### Extract provided
Thanks for all the replys so far guys. power and milage are the same. I had the 1st recall for the #1 sensor done in November of last year had no issues till a end of march this year. the 1st time they reset the calibrations and fuel trim incase they forgot the when they did the recall. 2nd time they cleaned the connections and sensor claiming there was moisture in the plug. The next time they replaced the sensor n reset calibrations. then they replaced all senors in the entire exhaust system. then I called GM they sent me to another dealer so I went they said GM TSB says it could be from short trips and asked if make frequent short trips which I don't I live in the country half hour from town and being familiar with modern diesels coking up with short trip by not getting hot enough I never do. While it was there since I don't take short trips they did the same thing as the last dealer and replaced all sensors and preformed the newest recall afterwards while they still had it and right after performing recall sensor 1 popped codes so it got replaced twice there. And now another 2 1/2 weeks out I get a light for sensor 2 again and contact GM got the same run around and goes back in Monday. Also filed complaint with BBB auto per owners manual being so close to running out of warranty and being already told its not GMs problem after since im clearly not getting any resolution thus far. How do I find out if the dealer filed a GM-TAC


----------



## Mw548 (Feb 16, 2017)

I had same problem with mine after the first recall was done. They replaced number 2 nox sensor and told me there is no way the recall could affect the number 2 sensor. I paid over 800 bucks out of my pocket and the service manager told me it’s likely going to be reimbursed when the fix comes out. I went ahead with the repair. Less then 500 miles later it came on with the same code. I was furious. This time to fix it they removed the update and programmed back to the original programming. I haven’t been back to the dealer since and there is no way they are putting the new program into my car after the previous issues. Over 15k miles driven since no problems.


----------



## Dieselfever (Feb 23, 2017)

Take it to the land of Oz. Emmision problems do not exist there.


----------

### Material provided
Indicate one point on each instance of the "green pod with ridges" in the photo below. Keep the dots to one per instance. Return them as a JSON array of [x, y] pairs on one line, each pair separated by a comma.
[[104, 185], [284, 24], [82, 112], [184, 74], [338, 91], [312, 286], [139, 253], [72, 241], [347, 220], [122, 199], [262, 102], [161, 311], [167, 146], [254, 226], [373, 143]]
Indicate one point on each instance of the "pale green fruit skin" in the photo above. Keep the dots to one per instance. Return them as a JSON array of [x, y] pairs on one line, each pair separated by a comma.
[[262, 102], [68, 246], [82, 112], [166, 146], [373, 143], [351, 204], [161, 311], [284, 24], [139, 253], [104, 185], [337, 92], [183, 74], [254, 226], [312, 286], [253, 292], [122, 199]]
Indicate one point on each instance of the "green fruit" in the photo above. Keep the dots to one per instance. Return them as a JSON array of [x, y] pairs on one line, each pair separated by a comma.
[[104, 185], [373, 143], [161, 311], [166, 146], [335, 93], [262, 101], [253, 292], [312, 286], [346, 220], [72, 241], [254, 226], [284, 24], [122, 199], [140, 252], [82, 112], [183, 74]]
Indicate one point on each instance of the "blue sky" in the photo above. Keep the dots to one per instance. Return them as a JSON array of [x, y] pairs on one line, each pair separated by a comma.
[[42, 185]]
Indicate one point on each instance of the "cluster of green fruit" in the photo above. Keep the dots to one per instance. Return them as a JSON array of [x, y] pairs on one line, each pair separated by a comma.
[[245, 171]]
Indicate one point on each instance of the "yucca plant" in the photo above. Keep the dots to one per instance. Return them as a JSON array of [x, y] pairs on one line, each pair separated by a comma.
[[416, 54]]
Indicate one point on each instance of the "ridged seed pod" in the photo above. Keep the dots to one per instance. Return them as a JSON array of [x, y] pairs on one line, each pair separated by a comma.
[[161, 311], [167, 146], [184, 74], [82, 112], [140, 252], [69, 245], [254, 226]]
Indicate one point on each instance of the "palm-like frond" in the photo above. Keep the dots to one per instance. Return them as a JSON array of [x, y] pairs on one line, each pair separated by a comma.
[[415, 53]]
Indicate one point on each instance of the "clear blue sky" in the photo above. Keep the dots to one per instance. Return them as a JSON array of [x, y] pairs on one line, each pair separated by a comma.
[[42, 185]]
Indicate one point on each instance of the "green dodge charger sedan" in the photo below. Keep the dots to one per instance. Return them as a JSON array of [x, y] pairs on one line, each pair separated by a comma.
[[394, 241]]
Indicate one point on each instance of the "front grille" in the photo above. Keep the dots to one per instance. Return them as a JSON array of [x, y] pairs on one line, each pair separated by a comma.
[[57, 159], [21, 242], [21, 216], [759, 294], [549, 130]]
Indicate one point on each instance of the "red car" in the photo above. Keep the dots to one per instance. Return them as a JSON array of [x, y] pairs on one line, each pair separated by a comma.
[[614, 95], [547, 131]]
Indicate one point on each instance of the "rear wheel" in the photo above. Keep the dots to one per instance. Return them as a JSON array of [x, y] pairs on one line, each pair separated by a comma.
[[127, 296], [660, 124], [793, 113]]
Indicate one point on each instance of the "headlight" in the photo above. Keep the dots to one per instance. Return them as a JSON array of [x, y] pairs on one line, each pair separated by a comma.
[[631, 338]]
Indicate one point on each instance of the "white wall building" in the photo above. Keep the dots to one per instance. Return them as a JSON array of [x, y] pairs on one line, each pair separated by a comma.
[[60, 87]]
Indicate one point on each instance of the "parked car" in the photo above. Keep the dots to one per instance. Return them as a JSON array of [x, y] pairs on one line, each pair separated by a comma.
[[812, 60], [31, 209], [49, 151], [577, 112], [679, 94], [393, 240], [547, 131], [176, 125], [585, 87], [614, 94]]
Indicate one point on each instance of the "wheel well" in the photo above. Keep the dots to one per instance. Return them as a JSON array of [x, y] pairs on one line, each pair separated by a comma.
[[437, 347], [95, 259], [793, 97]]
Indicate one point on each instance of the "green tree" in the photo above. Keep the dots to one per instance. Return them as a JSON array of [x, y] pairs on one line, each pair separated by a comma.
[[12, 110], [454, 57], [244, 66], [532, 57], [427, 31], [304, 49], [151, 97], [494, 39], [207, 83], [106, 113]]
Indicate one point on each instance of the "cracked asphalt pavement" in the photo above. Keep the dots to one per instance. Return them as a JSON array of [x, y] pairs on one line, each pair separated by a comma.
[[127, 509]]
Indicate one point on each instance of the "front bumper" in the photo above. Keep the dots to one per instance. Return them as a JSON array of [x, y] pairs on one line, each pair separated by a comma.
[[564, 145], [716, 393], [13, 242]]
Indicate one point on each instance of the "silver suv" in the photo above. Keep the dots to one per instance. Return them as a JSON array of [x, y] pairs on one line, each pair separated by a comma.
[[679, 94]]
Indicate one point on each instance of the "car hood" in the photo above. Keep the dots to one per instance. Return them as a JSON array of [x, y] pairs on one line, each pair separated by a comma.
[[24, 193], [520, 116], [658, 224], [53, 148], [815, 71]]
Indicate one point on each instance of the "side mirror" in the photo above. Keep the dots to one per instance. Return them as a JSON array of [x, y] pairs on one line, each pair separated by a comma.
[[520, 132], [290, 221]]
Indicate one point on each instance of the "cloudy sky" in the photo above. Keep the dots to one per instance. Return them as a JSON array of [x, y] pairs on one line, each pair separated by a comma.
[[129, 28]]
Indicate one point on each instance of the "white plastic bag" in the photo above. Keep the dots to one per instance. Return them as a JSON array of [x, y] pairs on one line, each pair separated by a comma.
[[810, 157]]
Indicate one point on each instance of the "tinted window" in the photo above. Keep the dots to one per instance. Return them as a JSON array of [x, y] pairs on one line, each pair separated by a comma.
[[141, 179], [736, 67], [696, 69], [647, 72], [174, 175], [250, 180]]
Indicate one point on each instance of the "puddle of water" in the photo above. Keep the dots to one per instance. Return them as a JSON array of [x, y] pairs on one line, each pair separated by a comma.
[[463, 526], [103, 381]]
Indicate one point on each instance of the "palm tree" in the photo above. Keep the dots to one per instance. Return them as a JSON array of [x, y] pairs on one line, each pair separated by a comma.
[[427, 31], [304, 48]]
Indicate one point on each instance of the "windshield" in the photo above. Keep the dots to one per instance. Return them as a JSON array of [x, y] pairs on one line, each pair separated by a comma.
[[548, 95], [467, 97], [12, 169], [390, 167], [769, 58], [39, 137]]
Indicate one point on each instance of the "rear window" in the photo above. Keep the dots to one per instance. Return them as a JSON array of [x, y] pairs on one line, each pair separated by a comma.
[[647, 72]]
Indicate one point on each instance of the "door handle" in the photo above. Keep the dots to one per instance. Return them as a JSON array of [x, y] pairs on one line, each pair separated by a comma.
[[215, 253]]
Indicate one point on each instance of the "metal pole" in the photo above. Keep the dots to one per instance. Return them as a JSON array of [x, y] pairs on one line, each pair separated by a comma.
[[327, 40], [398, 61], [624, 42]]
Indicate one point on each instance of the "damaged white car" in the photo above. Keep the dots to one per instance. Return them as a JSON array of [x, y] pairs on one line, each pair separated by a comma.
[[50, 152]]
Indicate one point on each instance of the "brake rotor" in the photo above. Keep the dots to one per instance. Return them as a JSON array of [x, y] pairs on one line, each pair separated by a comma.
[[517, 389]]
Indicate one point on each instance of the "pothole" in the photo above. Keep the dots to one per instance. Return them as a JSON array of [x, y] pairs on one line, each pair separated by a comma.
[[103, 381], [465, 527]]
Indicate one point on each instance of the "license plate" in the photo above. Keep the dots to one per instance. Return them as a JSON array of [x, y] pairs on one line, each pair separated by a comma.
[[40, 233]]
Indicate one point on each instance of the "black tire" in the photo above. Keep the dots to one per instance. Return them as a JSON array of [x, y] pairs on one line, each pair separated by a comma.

### What you have to do
Can you extract the passage of the diesel sensor thread starting with "I had same problem" and going on through "not exist there.", word for word?

### The solution
I had same problem with mine after the first recall was done. They replaced number 2 nox sensor and told me there is no way the recall could affect the number 2 sensor. I paid over 800 bucks out of my pocket and the service manager told me it’s likely going to be reimbursed when the fix comes out. I went ahead with the repair. Less then 500 miles later it came on with the same code. I was furious. This time to fix it they removed the update and programmed back to the original programming. I haven’t been back to the dealer since and there is no way they are putting the new program into my car after the previous issues. Over 15k miles driven since no problems.


----------



## Dieselfever (Feb 23, 2017)

Take it to the land of Oz. Emmision problems do not exist there.